**WHAT YOU NEED TO DO**
Repeat, exactly and completely, the entries shown underneath.

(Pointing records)
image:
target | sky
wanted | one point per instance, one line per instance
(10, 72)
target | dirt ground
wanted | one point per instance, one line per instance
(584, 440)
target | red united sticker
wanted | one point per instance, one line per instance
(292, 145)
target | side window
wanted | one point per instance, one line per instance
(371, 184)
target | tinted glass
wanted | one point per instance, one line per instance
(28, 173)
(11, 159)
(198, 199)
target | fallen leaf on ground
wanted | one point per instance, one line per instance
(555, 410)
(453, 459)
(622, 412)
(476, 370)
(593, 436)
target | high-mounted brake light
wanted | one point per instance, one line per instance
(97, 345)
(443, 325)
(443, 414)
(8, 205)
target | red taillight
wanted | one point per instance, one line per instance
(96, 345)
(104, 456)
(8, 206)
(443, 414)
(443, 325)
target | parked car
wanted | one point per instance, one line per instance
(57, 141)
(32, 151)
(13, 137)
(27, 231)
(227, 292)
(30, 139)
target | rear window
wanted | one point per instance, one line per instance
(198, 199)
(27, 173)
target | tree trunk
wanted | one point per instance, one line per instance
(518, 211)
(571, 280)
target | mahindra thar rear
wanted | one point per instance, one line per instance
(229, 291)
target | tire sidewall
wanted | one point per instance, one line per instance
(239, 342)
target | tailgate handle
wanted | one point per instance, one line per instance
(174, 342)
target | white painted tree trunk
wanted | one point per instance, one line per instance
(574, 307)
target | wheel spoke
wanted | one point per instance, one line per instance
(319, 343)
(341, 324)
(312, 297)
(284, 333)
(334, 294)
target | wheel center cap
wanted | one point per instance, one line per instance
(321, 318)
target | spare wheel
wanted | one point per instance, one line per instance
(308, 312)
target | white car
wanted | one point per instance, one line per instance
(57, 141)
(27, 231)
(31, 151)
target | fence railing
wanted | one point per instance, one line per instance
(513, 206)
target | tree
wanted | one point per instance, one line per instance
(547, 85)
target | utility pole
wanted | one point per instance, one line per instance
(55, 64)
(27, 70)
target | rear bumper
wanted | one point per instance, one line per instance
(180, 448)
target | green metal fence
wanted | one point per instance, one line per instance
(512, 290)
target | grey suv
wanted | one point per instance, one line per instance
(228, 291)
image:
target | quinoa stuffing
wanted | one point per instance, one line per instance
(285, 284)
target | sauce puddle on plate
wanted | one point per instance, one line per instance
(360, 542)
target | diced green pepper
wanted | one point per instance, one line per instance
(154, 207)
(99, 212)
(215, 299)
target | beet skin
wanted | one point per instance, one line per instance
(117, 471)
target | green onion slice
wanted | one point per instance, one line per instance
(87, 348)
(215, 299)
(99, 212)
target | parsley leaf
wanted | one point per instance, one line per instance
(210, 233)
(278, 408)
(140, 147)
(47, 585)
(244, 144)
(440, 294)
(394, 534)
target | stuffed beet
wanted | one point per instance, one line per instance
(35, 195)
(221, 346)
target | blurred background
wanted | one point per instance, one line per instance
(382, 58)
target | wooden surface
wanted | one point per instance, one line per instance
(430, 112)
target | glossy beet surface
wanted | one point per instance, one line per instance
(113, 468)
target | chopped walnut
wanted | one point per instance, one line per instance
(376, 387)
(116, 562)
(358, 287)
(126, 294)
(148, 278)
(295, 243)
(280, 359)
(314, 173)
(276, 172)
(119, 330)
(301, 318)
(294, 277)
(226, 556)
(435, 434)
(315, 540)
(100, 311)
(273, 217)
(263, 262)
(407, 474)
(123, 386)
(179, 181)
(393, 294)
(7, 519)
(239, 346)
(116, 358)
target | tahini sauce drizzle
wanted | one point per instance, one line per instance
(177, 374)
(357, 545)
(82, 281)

**RESPONSE**
image:
target | sky
wanted | one point per instance, one line per instance
(10, 72)
target | dirt ground
wanted | one point per instance, one line per instance
(584, 440)
target | red united sticker
wanted | one point per instance, one line per instance
(292, 145)
target | side window
wanted | one point per instance, one line per instance
(371, 184)
target | tinted glass
wanted | one point per instance, one line per instance
(28, 173)
(11, 159)
(198, 199)
target | fallen leaf on ground
wanted | one point per instance, one line per instance
(555, 410)
(453, 459)
(622, 412)
(476, 370)
(593, 436)
target | high-mounted brake light
wanted | one point per instance, one line per instance
(97, 345)
(443, 325)
(443, 414)
(8, 205)
target | red taillight
wanted | one point per instance, one line per instance
(96, 345)
(104, 456)
(8, 206)
(443, 414)
(443, 325)
target | parked car
wanted | one point per instance, one line per instance
(57, 141)
(32, 151)
(13, 137)
(27, 231)
(227, 292)
(30, 139)
target | rear window
wanted | one point per instance, one line per instance
(198, 199)
(27, 173)
target | tree trunk
wanted | one point per instance, one line per instance
(518, 211)
(571, 280)
target | mahindra thar rear
wanted | one point per instance, one line per instance
(229, 291)
target | tire sidewall
wanted | one point per instance, one line per instance
(239, 342)
target | tailgate handle
wanted | one point per instance, one line per instance
(174, 342)
target | white painted tree trunk
wanted | one point per instance, one line per instance
(574, 307)
target | wheel spoke
wanted | one point per instance, one line per instance
(319, 343)
(341, 324)
(312, 297)
(284, 333)
(334, 294)
target | wheel center cap
wanted | one point per instance, one line per instance
(321, 318)
target | spare wheel
wanted | one point per instance, one line per instance
(308, 312)
target | white car
wanted | one point per instance, one line per instance
(57, 141)
(27, 231)
(31, 151)
target | fence railing
wanted | one point per instance, one line per instance
(513, 206)
target | tree
wanted | one point per instance, one line per instance
(547, 85)
target | utility pole
wanted | one point per instance, one line per instance
(55, 64)
(27, 70)
target | rear bumper
wanted | one point per instance, one line per instance
(180, 448)
target | green metal fence
wanted | one point per instance, one line per instance
(512, 290)
target | grey suv
wanted | one point per instance, one line per instance
(228, 291)
image:
target | quinoa stuffing
wanted | one point per instance, one line per instance
(285, 284)
target | sauce puddle on plate
wanted | one point per instance, one line per instance
(360, 542)
target | diced green pepper
wanted | one point per instance, one line per instance
(154, 207)
(99, 212)
(215, 299)
target | beet skin
wanted | one point per instance, one line per instance
(117, 471)
target | green onion slice
wanted | one point per instance, one line per instance
(87, 348)
(215, 299)
(99, 212)
target | parsley leaf
wanted | one point per instance, one line per instance
(210, 233)
(278, 408)
(140, 147)
(47, 585)
(244, 144)
(440, 294)
(394, 534)
target | stuffed beet
wanted | one point per instance, one line per instance
(35, 195)
(221, 346)
target | blurred background
wanted | one point per instance, one line per instance
(382, 58)
target | wooden surface
wanted | one point per instance, one line per instance
(430, 112)
target | glossy beet surface
wanted | one point per instance, one line per instance
(113, 468)
target | chopped walnut
wanted | one point per instance, one line per instance
(376, 387)
(116, 562)
(358, 287)
(126, 294)
(148, 278)
(295, 243)
(280, 359)
(314, 173)
(276, 172)
(119, 330)
(301, 318)
(294, 277)
(226, 556)
(435, 434)
(315, 540)
(100, 311)
(273, 217)
(263, 262)
(407, 474)
(123, 386)
(179, 181)
(393, 294)
(7, 519)
(239, 346)
(116, 358)
target | tahini sauce drizzle
wanted | one point per instance, one line per instance
(177, 374)
(357, 545)
(82, 281)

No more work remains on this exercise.